◆ Travail demandé: Pouvez-vous mettre toutes les lignes des enregistrements ci-dessous sous forme de liste numérotée, sans les lignes vides et sans les images ?

Enregistrements d'annotation par points:
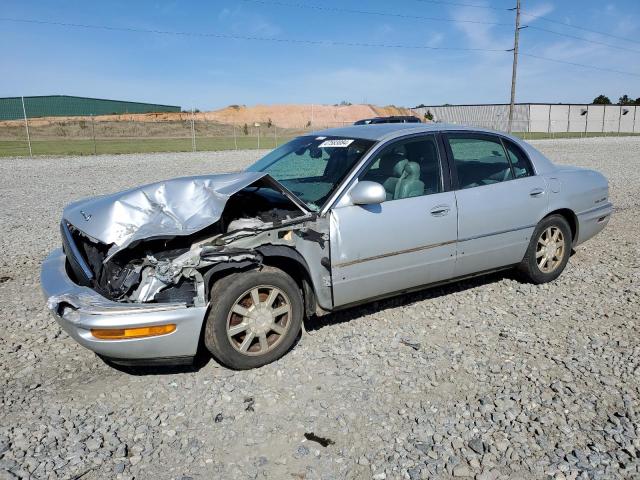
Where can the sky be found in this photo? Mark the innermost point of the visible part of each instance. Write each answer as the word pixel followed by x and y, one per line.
pixel 208 72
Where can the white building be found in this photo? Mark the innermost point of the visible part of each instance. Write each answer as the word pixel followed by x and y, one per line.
pixel 540 117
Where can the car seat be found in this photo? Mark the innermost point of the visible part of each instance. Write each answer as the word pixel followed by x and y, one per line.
pixel 394 177
pixel 409 183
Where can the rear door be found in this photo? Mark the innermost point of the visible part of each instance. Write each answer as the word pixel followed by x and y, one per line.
pixel 500 200
pixel 404 242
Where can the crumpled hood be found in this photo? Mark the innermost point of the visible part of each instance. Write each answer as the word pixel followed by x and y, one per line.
pixel 169 208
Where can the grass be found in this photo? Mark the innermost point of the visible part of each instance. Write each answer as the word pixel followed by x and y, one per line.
pixel 11 148
pixel 84 146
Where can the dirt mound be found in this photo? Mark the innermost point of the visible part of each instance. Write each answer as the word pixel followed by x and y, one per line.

◆ Réponse complète:
1. Where can the sky be found in this photo? Mark the innermost point of the visible part of each instance. Write each answer as the word pixel followed by x and y, one per line.
2. pixel 208 72
3. Where can the white building be found in this photo? Mark the innermost point of the visible part of each instance. Write each answer as the word pixel followed by x and y, one per line.
4. pixel 540 117
5. Where can the car seat be found in this photo? Mark the innermost point of the visible part of each instance. Write each answer as the word pixel followed by x and y, one per line.
6. pixel 394 177
7. pixel 409 183
8. Where can the rear door be found in this photo? Mark the innermost point of the visible part of each instance. Write each answer as the word pixel followed by x and y, one per line.
9. pixel 500 200
10. pixel 404 242
11. Where can the crumpled hood be found in this photo? Mark the innermost point of the visible part of each instance. Write each answer as the word pixel followed by x and y, one per line.
12. pixel 169 208
13. Where can the grass be found in this photo? Mark the innermost point of the visible part of each instance. Write each answer as the word pixel followed by x and y, one per line.
14. pixel 11 148
15. pixel 84 146
16. Where can the dirt mound be found in this photo? Mark the innermost point of the visible part of each instance. Write each answer as the word pixel followed by x and y, one per line.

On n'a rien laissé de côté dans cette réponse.